### [Bagian Dokumen]
------

Permohonan Pernyataan Pailit oleh Kreditor
Pasal 1 ayat 2 UU No.37 tentang Kepailitan dan Penundaan
Kewajiban Pembayaran Utang menentukan bahwa kreditor adalah orang yang
mempunyai piutang karena perjanjian atau undang-undang yang dapat ditagih di
muka pengadilan. Dalam hal ini, pada Pasal 2 ayat 1 yang telah dijelaskan di
atas bahwa selain debitor kreditor pun dapat mengajukan permohonan pailit
dikarenakan hak yang dimilikinya yang berupa piutang terhadap debitor.
Adapun dokumen-dokumen yang harus dilengkapi dalam
pengajuan permohonan pailit oleh kreditor, meliputi:
-
Surat permohonan bermaterai yang ditujukan kepada ketua pengadilan negeri
atau niaga yang bersangkutan;
-
Izin pengacara yang dilegalisasi kartu pengacara;
-
Surat kuasa khusus;
-
Akta pendaftaran/yayasan/asosiasi yang dilegalisasi oleh kantor perdagangan
paling lambat satu minggu sebelum permohonan didaftarkan;
-
Surat perjanjian utang;
-
Perincian utang yang tidak dibayar;
-
Nama serta alamat masing-masing debitor;
-
Tanda kenal debitor;
-
Nama serta alamat mitra usaha;
-
Terjemahan dalam bahasa Indonesia dan bahasa Inggris oleh penerjemah resmi
(jika menyangkut unsur asing).
3.
Permohonan Pernyataan Pailit oleh Kejaksaan
Pasal 2 ayat 3 UU No. 37 Tahun 2004 tentang Kepailitan
dan Penundaan Kewajiban Pembayaran Utang menerangkan bahwa jaksa juga dapat
mengajukan permohonan pernyataan pailit terhadap debitor yang tidak membayar
utang-utangnya kepada kreditor demi kepentingan umum seperti dijelaskan pada
ayat sebelumnya.
Adapun yang dimaksud dengan kepentingan umum yang
diuraikan di atas dalam pasal 2 ayat 2 UU di atas, meliputi:
-
Debitor yang melarikan diri,
-
Debitor menggelapkan bagian dari harta kekayaan,
-
Debitor mempunyai utang kepada badan BUMN atau badan usaha lain yang
menghimpun dana dari masyarakat,
-
Debitor mempunyai utang yang berasal dari penghimpunan dana dari masyarakat
luas,
-
Debitor tidak beritikad baik dan tidak koopertif dalam menyelesaikan utang
piutang yang telah jatuh waktu, atau
-
Dalam hal lainnya menurut kejaksaan merupakan kepentingan umum.
4.
Permohonan Pernyataan Pailit oleh Bank Indonesia
Dari penjelasan di atas bahwa selain utang atau kewajiban
debitor dalam membayar tersebut kepada kreditor yang berbadan hukum bukan bank.

------

### [Perintah Tugas 1]
Tukar "tall slim tower" dengan "narrow tower" pada catatan mulai dari baris yang memuat "Target: tall slim tower" sampai baris yang memuat "267 151 L 256", lalu tulis ulang bagian itu tanpa perubahan lain.

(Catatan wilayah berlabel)

------

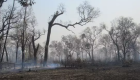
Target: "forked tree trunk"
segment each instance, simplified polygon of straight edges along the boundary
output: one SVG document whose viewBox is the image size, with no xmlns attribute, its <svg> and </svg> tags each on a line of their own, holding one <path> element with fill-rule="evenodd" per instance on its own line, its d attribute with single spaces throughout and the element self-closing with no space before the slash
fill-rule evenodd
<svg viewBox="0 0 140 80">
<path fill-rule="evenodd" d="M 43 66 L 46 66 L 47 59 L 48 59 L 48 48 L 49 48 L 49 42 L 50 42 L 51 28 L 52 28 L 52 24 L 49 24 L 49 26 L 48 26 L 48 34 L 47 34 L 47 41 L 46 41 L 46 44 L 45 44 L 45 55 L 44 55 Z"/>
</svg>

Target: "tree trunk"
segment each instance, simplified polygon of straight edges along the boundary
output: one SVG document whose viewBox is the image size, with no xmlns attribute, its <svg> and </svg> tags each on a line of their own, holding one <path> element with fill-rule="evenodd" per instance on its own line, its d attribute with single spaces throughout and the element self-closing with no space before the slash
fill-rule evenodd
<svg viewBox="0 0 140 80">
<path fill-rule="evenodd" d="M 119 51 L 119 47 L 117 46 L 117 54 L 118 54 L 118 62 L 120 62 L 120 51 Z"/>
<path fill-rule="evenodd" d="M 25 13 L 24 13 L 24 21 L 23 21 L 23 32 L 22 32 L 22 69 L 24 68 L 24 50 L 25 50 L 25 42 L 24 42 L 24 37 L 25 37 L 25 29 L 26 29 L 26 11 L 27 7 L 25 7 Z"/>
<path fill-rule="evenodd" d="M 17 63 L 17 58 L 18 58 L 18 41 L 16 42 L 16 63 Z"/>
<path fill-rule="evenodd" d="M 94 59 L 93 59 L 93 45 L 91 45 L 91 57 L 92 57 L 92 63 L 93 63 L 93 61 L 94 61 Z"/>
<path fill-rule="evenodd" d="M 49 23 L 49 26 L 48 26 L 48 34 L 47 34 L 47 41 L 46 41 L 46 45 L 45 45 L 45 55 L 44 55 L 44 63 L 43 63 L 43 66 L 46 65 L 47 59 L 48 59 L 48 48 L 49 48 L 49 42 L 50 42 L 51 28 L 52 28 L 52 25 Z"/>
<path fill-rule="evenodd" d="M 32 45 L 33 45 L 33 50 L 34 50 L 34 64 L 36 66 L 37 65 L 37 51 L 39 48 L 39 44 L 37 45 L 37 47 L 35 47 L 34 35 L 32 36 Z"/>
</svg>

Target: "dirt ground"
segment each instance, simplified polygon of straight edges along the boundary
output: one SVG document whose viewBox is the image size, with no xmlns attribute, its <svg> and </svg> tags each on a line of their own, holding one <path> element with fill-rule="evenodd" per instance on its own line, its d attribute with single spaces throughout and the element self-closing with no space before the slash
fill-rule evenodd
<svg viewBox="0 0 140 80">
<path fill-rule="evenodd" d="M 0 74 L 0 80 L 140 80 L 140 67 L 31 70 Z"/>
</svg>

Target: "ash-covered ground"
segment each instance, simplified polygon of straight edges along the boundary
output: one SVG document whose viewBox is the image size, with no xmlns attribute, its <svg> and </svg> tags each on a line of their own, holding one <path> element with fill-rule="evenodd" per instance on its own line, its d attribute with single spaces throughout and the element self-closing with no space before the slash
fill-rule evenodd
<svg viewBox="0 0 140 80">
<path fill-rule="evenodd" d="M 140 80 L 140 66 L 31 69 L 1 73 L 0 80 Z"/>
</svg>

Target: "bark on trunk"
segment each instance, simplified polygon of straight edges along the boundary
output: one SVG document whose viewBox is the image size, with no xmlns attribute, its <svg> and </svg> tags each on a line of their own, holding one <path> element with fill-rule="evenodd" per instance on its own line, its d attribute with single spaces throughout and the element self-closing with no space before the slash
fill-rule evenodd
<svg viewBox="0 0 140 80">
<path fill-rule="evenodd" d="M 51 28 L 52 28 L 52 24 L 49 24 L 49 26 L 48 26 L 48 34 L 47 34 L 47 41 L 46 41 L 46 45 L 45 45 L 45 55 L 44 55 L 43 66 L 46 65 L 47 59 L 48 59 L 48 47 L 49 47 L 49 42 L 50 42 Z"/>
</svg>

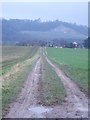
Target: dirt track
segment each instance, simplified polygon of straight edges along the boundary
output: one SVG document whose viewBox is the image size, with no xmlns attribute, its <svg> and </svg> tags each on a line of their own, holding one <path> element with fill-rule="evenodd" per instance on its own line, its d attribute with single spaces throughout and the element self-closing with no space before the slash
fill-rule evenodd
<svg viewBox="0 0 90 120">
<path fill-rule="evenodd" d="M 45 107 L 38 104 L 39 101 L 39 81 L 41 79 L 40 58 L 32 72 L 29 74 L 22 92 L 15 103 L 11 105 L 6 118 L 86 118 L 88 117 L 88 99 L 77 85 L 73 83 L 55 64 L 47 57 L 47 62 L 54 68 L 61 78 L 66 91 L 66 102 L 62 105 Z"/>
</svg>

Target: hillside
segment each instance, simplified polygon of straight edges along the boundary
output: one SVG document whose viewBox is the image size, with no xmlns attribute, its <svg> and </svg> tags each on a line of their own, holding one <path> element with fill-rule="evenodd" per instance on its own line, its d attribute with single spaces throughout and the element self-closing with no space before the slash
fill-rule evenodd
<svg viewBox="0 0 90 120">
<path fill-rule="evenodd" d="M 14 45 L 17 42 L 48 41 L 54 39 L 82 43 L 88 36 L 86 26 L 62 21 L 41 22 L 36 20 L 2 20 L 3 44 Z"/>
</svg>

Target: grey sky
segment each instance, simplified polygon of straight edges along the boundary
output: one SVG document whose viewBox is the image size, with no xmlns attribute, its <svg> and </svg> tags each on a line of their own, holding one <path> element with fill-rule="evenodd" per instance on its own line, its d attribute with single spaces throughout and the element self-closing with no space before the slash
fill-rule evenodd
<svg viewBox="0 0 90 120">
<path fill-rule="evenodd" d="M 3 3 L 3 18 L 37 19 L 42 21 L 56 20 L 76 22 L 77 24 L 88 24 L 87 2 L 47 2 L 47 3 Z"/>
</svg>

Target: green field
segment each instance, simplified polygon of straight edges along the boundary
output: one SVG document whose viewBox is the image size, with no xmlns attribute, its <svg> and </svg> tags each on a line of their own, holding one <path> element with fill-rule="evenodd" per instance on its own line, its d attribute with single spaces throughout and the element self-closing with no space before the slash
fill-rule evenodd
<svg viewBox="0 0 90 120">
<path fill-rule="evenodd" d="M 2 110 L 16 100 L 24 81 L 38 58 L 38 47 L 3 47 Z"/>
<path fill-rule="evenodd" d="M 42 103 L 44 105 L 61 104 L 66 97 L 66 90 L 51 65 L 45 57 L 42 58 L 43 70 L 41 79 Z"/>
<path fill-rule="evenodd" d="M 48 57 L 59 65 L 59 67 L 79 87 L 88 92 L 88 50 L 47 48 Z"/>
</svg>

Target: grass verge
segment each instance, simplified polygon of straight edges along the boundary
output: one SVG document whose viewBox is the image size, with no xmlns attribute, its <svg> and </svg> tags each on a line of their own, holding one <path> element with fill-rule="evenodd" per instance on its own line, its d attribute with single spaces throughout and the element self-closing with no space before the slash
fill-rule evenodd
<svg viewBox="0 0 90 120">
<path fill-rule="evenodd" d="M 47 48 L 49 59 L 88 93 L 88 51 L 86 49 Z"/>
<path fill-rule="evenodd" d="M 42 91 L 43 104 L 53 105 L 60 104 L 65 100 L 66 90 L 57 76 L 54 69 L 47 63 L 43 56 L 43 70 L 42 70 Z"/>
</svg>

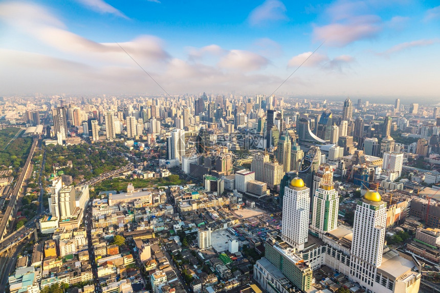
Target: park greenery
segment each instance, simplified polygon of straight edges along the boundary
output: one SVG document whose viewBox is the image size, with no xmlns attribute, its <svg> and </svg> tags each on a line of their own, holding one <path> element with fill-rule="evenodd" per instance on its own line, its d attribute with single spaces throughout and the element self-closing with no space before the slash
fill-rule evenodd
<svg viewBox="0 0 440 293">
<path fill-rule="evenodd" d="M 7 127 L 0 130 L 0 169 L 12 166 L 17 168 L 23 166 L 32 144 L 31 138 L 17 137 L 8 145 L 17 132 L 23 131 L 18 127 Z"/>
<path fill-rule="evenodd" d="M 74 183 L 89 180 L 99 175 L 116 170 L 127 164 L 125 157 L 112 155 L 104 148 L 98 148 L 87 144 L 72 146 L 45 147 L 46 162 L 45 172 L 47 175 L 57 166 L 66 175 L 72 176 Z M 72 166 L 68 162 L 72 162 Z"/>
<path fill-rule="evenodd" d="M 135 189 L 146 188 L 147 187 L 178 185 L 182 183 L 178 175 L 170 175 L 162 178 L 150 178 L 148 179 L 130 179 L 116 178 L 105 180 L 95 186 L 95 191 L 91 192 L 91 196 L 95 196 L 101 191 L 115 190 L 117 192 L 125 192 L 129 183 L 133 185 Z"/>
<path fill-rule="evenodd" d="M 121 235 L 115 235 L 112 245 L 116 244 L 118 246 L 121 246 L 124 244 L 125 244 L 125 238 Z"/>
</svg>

------

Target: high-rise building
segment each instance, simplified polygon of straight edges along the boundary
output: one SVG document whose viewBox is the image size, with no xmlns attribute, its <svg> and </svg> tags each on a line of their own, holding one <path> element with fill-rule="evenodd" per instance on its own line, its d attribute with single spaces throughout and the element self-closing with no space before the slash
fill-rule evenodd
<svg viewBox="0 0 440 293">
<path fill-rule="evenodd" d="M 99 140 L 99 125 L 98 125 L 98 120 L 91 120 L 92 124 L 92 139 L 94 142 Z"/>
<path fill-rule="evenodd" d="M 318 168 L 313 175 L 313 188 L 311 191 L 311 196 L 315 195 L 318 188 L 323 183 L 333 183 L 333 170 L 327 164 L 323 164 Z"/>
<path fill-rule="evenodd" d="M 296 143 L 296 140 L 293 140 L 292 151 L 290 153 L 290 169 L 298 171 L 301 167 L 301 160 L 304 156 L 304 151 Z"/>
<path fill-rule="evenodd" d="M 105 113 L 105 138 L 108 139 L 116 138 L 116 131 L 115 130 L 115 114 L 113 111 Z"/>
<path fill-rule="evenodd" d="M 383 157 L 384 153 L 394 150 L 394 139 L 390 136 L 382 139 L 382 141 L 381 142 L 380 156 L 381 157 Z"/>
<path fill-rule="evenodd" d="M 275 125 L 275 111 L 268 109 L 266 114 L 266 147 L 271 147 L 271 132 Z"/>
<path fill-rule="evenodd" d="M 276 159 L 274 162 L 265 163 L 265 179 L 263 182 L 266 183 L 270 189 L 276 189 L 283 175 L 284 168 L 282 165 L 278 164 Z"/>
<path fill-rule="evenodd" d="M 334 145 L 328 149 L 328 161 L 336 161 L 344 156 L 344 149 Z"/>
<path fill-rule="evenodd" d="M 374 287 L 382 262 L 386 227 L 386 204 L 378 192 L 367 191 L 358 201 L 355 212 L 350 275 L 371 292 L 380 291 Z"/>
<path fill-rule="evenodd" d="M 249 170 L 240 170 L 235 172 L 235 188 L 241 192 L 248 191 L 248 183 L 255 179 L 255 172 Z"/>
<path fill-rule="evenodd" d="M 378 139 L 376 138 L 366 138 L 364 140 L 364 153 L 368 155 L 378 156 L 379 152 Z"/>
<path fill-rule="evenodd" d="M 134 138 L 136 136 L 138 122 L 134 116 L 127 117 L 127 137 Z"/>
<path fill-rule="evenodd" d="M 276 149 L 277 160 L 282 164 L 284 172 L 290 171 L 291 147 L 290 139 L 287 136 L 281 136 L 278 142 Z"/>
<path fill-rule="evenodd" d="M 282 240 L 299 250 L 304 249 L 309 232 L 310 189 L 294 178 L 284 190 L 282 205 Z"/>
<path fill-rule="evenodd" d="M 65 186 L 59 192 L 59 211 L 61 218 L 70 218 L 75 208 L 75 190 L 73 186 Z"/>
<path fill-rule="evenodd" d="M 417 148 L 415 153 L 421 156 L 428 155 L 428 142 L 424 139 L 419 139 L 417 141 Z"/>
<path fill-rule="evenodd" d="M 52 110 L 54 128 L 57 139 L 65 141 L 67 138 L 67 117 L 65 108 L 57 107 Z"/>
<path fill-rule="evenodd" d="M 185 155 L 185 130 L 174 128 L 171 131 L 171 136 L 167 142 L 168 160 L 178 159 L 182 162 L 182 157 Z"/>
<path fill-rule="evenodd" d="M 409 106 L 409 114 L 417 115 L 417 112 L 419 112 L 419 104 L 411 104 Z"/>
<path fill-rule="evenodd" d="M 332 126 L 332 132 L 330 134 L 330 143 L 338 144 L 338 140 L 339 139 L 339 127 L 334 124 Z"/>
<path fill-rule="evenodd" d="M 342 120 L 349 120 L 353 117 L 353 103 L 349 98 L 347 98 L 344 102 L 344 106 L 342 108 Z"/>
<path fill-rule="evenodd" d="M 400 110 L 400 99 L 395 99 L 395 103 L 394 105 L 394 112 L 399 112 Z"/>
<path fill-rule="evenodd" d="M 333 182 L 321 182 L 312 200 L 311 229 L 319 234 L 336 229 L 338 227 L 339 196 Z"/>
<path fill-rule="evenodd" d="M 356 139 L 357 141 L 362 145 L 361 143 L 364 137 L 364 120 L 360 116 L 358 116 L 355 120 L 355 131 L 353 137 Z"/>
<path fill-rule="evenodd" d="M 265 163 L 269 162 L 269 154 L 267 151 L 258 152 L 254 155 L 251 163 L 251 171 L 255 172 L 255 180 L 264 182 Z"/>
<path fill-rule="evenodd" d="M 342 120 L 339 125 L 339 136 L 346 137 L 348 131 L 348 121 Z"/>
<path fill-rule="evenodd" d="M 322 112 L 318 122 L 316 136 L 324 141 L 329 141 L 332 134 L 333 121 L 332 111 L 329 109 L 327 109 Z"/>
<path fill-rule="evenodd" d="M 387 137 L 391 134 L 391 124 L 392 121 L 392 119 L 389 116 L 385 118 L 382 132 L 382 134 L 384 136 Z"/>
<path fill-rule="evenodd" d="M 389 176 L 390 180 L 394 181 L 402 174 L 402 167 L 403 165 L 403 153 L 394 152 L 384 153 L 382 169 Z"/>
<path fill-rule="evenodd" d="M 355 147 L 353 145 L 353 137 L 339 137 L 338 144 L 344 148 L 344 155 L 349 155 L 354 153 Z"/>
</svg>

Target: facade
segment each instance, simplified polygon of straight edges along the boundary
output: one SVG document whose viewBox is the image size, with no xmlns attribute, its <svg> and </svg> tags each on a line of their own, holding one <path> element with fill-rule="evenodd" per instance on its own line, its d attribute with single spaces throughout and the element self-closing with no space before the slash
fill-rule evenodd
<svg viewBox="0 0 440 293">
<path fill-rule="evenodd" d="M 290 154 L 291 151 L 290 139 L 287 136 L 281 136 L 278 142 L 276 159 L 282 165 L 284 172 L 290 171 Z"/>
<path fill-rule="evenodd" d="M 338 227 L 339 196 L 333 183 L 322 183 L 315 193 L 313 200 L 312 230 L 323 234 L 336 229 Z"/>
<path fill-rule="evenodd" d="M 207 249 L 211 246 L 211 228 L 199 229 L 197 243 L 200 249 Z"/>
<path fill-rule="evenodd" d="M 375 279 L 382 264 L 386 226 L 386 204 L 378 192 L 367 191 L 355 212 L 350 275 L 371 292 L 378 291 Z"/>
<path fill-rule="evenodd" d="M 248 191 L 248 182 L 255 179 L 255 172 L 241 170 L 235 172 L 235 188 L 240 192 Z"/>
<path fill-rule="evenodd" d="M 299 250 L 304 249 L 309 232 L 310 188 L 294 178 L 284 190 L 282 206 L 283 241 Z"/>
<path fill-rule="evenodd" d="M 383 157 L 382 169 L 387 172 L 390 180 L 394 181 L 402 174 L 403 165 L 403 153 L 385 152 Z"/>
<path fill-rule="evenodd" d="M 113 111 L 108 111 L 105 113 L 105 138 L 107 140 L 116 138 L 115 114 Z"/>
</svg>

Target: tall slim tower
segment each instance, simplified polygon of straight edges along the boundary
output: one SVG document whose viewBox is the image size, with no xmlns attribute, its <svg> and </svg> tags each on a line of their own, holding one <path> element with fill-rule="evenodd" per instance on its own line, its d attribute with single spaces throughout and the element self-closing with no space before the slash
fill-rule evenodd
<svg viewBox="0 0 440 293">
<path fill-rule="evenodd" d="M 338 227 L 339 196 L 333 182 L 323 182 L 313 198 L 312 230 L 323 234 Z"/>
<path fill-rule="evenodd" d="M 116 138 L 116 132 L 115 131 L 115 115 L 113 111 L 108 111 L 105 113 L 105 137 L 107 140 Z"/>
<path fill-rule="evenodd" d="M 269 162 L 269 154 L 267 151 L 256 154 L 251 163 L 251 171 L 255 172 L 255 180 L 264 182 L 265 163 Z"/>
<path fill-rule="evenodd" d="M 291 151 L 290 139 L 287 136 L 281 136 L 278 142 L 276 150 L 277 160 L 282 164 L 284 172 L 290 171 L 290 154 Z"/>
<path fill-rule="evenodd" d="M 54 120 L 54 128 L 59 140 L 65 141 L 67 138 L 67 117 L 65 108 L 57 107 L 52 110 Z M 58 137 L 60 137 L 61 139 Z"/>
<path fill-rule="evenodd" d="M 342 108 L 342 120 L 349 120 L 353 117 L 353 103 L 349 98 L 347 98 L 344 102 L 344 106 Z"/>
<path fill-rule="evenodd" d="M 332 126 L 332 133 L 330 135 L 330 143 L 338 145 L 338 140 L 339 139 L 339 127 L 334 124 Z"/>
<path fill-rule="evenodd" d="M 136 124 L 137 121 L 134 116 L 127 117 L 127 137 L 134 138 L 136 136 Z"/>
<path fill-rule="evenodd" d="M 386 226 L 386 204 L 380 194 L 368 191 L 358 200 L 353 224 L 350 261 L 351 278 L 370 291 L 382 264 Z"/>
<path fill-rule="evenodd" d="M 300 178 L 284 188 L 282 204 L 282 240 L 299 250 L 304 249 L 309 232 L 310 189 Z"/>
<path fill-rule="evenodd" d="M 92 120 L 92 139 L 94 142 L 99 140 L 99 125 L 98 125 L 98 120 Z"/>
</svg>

------

### [Perintah Tugas 2]
Menurut teks tentang permohonan pernyataan pailit, pasal dan ayat mana yang menerangkan bahwa jaksa dapat mengajukan permohonan pernyataan pailit?

### [Jawaban Lengkap 1]
Target: narrow tower
segment each instance, simplified polygon of straight edges along the boundary
output: one SVG document whose viewBox is the image size, with no xmlns attribute, its <svg> and </svg> tags each on a line of their own, holding one <path> element with fill-rule="evenodd" per instance on its own line, its d attribute with single spaces throughout and the element self-closing with no space before the slash
fill-rule evenodd
<svg viewBox="0 0 440 293">
<path fill-rule="evenodd" d="M 338 227 L 339 196 L 333 182 L 323 182 L 313 198 L 312 230 L 323 234 Z"/>
<path fill-rule="evenodd" d="M 116 138 L 116 132 L 115 131 L 115 115 L 113 111 L 108 111 L 105 113 L 105 137 L 107 140 Z"/>
<path fill-rule="evenodd" d="M 269 162 L 269 154 L 267 151 L 256 154 L 251 163 L 251 171 L 255 172 L 255 180 L 264 182 L 265 163 Z"/>

### [Jawaban Lengkap 2]
Pasal 2 ayat 3 UU No. 37 Tahun 2004 tentang Kepailitan dan Penundaan Kewajiban Pembayaran Utang.